Records for this exercise:

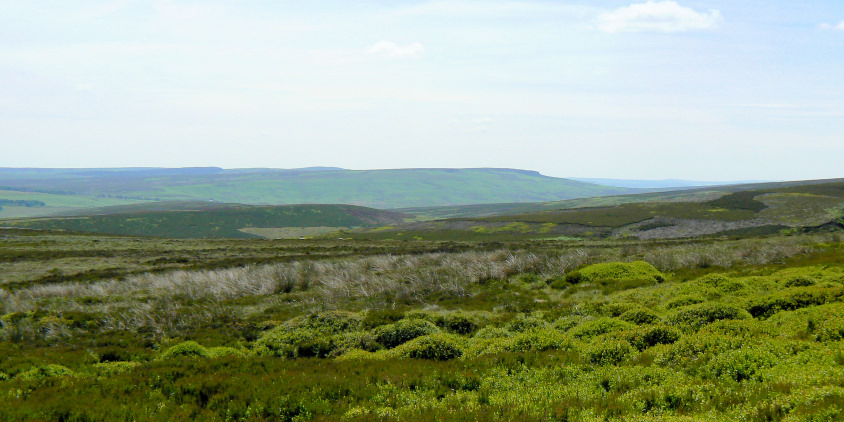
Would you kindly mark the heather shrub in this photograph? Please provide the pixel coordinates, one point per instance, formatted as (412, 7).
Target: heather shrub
(800, 281)
(646, 337)
(523, 323)
(616, 271)
(539, 340)
(713, 280)
(794, 298)
(107, 369)
(696, 316)
(330, 322)
(690, 350)
(292, 344)
(364, 340)
(438, 346)
(493, 332)
(684, 300)
(611, 352)
(403, 331)
(640, 316)
(187, 348)
(43, 372)
(741, 365)
(600, 326)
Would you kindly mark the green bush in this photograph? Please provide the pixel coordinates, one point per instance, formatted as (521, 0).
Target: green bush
(647, 337)
(379, 317)
(600, 326)
(741, 365)
(609, 353)
(216, 352)
(706, 313)
(681, 301)
(539, 340)
(457, 323)
(795, 298)
(690, 350)
(715, 280)
(493, 332)
(403, 331)
(330, 322)
(292, 344)
(107, 369)
(363, 340)
(438, 346)
(573, 277)
(188, 348)
(526, 322)
(616, 271)
(800, 281)
(640, 316)
(42, 372)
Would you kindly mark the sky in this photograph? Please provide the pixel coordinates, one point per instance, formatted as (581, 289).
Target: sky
(699, 90)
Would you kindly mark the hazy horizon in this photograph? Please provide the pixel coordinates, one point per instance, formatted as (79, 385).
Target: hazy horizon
(643, 90)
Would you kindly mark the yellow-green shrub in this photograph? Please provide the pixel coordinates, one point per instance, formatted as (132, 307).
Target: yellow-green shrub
(187, 348)
(616, 271)
(609, 353)
(438, 346)
(47, 371)
(600, 326)
(705, 313)
(402, 331)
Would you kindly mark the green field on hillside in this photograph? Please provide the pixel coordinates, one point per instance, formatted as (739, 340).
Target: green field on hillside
(184, 220)
(768, 209)
(53, 204)
(229, 330)
(373, 188)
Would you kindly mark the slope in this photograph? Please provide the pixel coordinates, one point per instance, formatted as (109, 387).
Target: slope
(373, 188)
(192, 220)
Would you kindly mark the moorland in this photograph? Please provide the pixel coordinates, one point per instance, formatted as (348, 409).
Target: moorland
(704, 304)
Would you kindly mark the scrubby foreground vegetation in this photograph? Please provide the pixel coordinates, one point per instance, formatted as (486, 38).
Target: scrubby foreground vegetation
(717, 329)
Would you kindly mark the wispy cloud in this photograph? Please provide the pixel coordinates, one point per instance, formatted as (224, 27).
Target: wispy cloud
(829, 26)
(665, 16)
(393, 50)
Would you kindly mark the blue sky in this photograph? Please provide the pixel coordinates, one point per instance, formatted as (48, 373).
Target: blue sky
(709, 90)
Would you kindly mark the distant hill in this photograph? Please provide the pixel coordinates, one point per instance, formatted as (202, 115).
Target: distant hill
(734, 210)
(662, 183)
(206, 220)
(385, 189)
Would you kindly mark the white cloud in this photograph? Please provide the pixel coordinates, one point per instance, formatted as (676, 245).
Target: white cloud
(828, 26)
(665, 16)
(393, 50)
(491, 8)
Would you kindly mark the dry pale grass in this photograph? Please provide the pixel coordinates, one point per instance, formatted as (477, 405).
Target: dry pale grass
(171, 302)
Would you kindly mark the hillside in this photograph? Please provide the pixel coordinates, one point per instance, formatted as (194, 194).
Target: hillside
(204, 220)
(372, 188)
(763, 209)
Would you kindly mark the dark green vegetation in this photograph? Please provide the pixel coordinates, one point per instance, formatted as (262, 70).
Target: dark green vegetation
(206, 220)
(627, 329)
(766, 209)
(372, 188)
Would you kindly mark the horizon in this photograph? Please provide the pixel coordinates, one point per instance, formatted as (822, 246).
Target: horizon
(634, 90)
(332, 168)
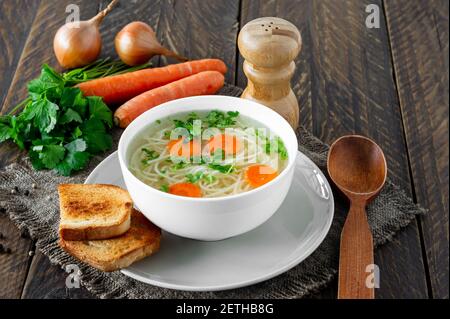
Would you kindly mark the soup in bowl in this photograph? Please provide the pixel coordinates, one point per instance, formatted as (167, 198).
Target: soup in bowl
(208, 167)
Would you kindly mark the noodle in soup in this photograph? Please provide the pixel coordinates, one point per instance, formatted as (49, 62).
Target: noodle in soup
(207, 154)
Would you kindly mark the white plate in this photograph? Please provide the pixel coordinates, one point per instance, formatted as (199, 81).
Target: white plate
(286, 239)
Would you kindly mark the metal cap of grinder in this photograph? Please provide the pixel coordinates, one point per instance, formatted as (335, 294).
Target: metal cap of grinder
(269, 46)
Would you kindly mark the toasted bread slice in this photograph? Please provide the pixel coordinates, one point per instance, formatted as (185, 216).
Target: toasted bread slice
(93, 211)
(141, 240)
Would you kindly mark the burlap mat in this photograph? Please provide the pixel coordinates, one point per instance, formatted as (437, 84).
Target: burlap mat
(38, 212)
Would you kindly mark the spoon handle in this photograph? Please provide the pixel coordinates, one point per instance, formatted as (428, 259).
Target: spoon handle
(356, 256)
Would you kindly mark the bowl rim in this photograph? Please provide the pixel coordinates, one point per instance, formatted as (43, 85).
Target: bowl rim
(123, 148)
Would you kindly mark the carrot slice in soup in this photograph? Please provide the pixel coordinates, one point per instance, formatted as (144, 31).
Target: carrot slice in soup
(180, 148)
(230, 144)
(258, 174)
(185, 189)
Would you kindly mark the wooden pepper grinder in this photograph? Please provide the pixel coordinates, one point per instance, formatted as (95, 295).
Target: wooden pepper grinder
(269, 46)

Objective:
Write out only what runs from the line holding "Would you kindly mark the bowl" through the last line of the records, exactly as shown.

Full answer:
Would you kindly mark the bowl rim in this photograph? Please provide the pixel coordinates, one point per instance, formatted as (43, 85).
Target: bowl rim
(123, 148)
Would you kindly mark the carrot slice in soup in this photograph? Please provide the pixel coordinates, one point per instance, formatted as (144, 31).
Target: carrot slice in soup
(180, 148)
(230, 144)
(258, 174)
(185, 189)
Would you kindly mark the wooden pepper grinder in this photograph? Please provide the pixel coordinates, one point per instance, formatted as (95, 295).
Target: wooden pepper grinder
(269, 46)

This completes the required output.